## Text to read:
Michael Conelius, manager of the T. Rowe Price Emerging Markets Bond Fund, says some of the world’s biggest troublemakers have changed their ways.

Q. Iraqi bonds accounted for nearly 5% of your portfolio at the end of June. How did you end up with this position?

A. I've done this for 20 years, and some of the best value-added that I've been able to generate has come from distressed countries and contrarian positions. So, I have a predisposition to look at things that other people are shying away from. We bought the securities while Iraq was still in default before the [2003] restructuring, paying about 15 cents on the dollar. This year it's been one of the best performers; last year, it was a great performer up until the fourth quarter and then it fell apart with the capital markets shutting down: all illiquid assets suffered, including Iraq.

The important thing with Iraq is the longer-term view of the fundamental strengths of the country relative to its very modest debt burden. Eighty percent of the debt was written off, while there's ample debt-servicing capacity from existing oil production, not to mention the huge potential in new production [from] new investment into the country. It has many, many other problems, obviously. But the long-term strength that we see in the country's fundamentals out five to ten years gives us a lot of conviction to have that very large relative position.

Q. How do you discount the political risk in a part of the world were bad things have happened and continue to happen?

A. You're still paid for that from a relative value standpoint. The bonds trade now at maybe a 10% yield, when the rest of emerging markets pay 6% or 7%. So, there's a fair amount of extra cushion in a market that has very little default risk in my mind. And we're willing to live with the extra volatility.

Q. Is there much of a liquidity risk?

## Stated task 1:
Count the lines of the listing that contain the string "pair", treating uppercase and lowercase as different. Reply with the number only.
The bond fund interview and the listing come from unrelated sources.

## Material for this exercise:
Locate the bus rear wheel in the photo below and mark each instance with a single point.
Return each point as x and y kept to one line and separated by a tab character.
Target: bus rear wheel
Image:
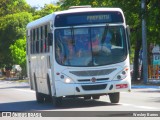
114	97
57	101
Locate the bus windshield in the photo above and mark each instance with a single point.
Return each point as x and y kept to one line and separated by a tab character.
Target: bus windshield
90	46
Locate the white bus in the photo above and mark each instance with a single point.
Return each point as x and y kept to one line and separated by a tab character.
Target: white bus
79	52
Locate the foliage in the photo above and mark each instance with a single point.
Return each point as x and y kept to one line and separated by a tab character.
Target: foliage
47	9
13	6
12	27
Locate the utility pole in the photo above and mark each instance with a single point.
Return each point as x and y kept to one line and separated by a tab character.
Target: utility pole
144	43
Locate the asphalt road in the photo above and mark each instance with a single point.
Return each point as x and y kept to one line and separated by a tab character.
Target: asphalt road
18	97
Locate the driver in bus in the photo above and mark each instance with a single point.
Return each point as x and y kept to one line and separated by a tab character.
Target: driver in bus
106	44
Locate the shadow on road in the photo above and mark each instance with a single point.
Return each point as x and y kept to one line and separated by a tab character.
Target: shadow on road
67	104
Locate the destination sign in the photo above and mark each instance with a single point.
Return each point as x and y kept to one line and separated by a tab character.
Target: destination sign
74	19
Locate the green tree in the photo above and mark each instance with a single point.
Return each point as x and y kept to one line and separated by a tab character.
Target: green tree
18	53
13	6
12	27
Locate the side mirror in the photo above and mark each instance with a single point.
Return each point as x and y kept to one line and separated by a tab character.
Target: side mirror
128	37
50	39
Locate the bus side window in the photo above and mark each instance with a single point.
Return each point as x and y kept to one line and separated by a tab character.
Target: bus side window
41	39
37	40
33	41
45	41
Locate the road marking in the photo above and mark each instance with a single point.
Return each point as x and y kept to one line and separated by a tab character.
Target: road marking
137	106
26	90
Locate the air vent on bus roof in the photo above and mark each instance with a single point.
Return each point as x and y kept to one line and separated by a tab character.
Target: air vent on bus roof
84	6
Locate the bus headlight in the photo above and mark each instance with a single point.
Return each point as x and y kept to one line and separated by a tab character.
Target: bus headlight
68	80
122	75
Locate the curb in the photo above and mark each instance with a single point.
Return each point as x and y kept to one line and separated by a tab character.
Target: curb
144	86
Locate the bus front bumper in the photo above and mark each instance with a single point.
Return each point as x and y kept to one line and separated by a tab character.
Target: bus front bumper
73	89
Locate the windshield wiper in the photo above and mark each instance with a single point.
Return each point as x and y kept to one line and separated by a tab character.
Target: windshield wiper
104	33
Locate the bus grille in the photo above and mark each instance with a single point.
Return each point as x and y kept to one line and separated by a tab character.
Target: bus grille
97	80
93	72
94	87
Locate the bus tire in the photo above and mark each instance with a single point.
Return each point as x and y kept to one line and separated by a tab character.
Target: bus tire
114	97
39	97
95	97
57	101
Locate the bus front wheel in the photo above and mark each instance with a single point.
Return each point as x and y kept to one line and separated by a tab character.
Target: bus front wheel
39	97
114	97
57	101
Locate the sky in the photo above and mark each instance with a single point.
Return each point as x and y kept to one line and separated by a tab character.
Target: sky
39	3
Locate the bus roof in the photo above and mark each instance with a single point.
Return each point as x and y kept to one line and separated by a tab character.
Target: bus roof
50	17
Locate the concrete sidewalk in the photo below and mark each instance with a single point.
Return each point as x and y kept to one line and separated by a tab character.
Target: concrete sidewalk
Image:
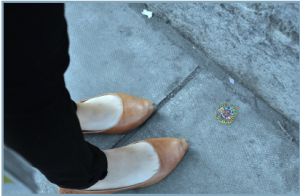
114	48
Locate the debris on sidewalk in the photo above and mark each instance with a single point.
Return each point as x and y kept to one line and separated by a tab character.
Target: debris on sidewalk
291	138
226	112
147	13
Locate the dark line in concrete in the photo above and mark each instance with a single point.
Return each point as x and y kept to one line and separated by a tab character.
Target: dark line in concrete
124	139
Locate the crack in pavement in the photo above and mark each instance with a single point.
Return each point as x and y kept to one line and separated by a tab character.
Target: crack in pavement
172	94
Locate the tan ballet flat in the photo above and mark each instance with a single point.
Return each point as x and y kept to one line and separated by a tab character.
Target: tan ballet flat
135	111
169	150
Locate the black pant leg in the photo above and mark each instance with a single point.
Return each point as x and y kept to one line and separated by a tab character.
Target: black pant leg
40	121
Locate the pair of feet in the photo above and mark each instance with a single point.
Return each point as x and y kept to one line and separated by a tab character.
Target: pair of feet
136	163
127	165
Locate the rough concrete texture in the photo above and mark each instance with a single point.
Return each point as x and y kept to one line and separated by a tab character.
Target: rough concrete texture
114	48
257	43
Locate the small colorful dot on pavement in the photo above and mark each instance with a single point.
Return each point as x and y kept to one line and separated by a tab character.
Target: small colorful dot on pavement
226	112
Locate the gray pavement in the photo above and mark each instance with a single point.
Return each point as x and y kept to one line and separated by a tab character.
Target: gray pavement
114	48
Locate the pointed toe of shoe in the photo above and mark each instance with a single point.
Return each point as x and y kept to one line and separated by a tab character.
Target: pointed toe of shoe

## Stated task 2:
According to the bond fund interview, what price did the fund pay for Iraqi securities while Iraq was still in default?

## Full solution 1:
2

## Full solution 2:
About 15 cents on the dollar.